Your task: The answer should reproduce the listing below character for character.

Material for this exercise:
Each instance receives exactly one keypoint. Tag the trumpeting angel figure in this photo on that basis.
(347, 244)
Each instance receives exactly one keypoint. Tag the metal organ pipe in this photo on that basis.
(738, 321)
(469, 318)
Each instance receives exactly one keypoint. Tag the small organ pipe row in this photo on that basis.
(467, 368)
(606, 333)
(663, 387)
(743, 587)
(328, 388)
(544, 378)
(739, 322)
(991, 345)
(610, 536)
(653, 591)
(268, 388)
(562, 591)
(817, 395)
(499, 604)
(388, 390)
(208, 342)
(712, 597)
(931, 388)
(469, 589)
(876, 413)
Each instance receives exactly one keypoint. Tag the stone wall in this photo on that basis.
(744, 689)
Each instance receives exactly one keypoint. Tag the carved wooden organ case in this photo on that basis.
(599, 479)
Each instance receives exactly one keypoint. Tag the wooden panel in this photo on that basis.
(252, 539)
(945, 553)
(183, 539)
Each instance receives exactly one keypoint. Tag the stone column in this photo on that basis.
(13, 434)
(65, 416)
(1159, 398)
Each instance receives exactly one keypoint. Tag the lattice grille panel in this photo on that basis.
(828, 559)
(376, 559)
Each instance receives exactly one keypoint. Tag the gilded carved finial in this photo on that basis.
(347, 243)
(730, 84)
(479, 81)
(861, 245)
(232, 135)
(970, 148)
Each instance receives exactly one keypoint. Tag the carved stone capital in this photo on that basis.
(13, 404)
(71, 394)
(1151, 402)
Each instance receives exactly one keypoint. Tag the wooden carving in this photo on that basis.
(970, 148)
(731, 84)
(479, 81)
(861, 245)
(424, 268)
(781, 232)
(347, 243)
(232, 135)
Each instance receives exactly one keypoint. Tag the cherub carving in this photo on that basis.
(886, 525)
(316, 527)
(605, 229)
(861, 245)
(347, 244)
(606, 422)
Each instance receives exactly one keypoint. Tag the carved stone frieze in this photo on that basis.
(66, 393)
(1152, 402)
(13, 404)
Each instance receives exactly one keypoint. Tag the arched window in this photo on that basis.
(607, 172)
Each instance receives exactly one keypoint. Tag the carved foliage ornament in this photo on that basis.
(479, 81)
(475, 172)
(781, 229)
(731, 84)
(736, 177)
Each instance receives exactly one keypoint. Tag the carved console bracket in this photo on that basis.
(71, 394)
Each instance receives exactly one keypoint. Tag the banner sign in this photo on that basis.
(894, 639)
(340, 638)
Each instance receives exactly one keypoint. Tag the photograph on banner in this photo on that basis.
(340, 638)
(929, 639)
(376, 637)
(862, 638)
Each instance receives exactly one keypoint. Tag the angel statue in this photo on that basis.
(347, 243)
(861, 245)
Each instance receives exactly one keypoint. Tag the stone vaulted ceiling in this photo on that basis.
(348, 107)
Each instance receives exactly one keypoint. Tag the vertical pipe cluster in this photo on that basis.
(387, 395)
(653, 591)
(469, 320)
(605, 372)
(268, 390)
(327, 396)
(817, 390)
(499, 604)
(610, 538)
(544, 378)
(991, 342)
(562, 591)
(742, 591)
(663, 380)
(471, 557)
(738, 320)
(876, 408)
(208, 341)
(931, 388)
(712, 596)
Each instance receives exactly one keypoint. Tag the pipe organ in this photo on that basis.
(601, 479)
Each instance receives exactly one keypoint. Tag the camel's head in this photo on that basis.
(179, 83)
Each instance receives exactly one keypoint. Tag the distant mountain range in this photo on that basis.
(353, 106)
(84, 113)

Result below:
Each instance receives exactly one keypoint. Tag the trumpeting angel figure in this photo on that basis.
(347, 244)
Each instance receives exactly one keypoint. Tag the metal organ pipe in this photo on that basis.
(738, 321)
(469, 318)
Each instance receives exactly one keypoint. Tag the small organ pipe row in this photo on that basis.
(467, 368)
(606, 333)
(663, 387)
(743, 587)
(328, 388)
(544, 378)
(739, 322)
(991, 345)
(610, 536)
(653, 591)
(268, 388)
(562, 591)
(817, 395)
(499, 604)
(388, 390)
(208, 342)
(712, 597)
(931, 388)
(469, 589)
(876, 413)
Each instance receives exactly one keypoint. Tag the stone wall in this photo on that basis.
(744, 689)
Each instance receives exactly one keypoint. Tag the carved wooden organ case in this photo on that basis.
(599, 479)
Each instance receives exactly one keypoint. Tag the wooden panel in this photo on that basis.
(252, 539)
(945, 553)
(183, 539)
Each instance receives exactly one keypoint. Tag the stone column in this photo on that basis.
(13, 434)
(65, 416)
(1159, 398)
Each instance receives exactly one keypoint. Tag the lattice grille panel in this photo on that basis.
(828, 559)
(376, 559)
Each instance receives exactly one keypoint. Tag the gilded carved finial in this photo on that basis.
(347, 243)
(730, 84)
(479, 81)
(861, 245)
(232, 135)
(970, 148)
Each instance receives exactly one keypoint. Tag the carved stone capital in this photo on that basis.
(13, 404)
(71, 394)
(1151, 402)
Each instance receives exactly one keypoint. Tag the wooden carving in this photo on that basis.
(970, 148)
(731, 84)
(479, 81)
(861, 245)
(424, 268)
(781, 232)
(347, 243)
(232, 135)
Each instance receives exactly one keypoint. Tag the cherub carving in this photo on that basis.
(886, 525)
(316, 527)
(605, 229)
(861, 245)
(347, 244)
(606, 422)
Each instance receives exactly one keypoint. Tag the carved stone frieze in this photo on that basis.
(66, 393)
(1152, 402)
(13, 404)
Each instance receives exactly one keypoint. Tag the arched window in this photo on that basis.
(607, 172)
Each instance receives exactly one keypoint. Tag the carved foliage ornament in this photo on that basis.
(479, 81)
(475, 172)
(781, 229)
(731, 84)
(736, 177)
Each instance receives exactly one keypoint. Tag the carved console bracket in this photo on that basis.
(71, 394)
Each instance receives exactly one keypoint. Tag the banner sign in this photo on that basis.
(894, 639)
(340, 638)
Each instance receives exactly one keypoint. Tag the photograph on banner in this photo on that basis.
(340, 638)
(929, 639)
(376, 637)
(862, 638)
Each instance receives exactly one keypoint. Tag the angel statue in this photo on that basis.
(347, 243)
(861, 245)
Each instance receives exactly one keypoint. Tag the stone vaulted ceiling in this photo on that basis.
(348, 107)
Each instance receives exactly one keypoint. Tag the vertical pipe cluster in this photo on that basis.
(387, 395)
(653, 591)
(469, 320)
(605, 372)
(268, 390)
(327, 396)
(817, 390)
(499, 604)
(610, 538)
(544, 378)
(991, 342)
(562, 591)
(742, 591)
(663, 380)
(471, 557)
(738, 320)
(876, 408)
(208, 341)
(931, 388)
(712, 596)
Each instance receives exactly one keypoint. Tag the pipe organ in this photo on that basis.
(601, 479)
Each instance receives exactly one keypoint. Tag the camel's head in this photo on that basis.
(179, 83)
Each instance receives exactly one keypoint. Tag the distant mountain range in this photo on that basis.
(353, 106)
(84, 113)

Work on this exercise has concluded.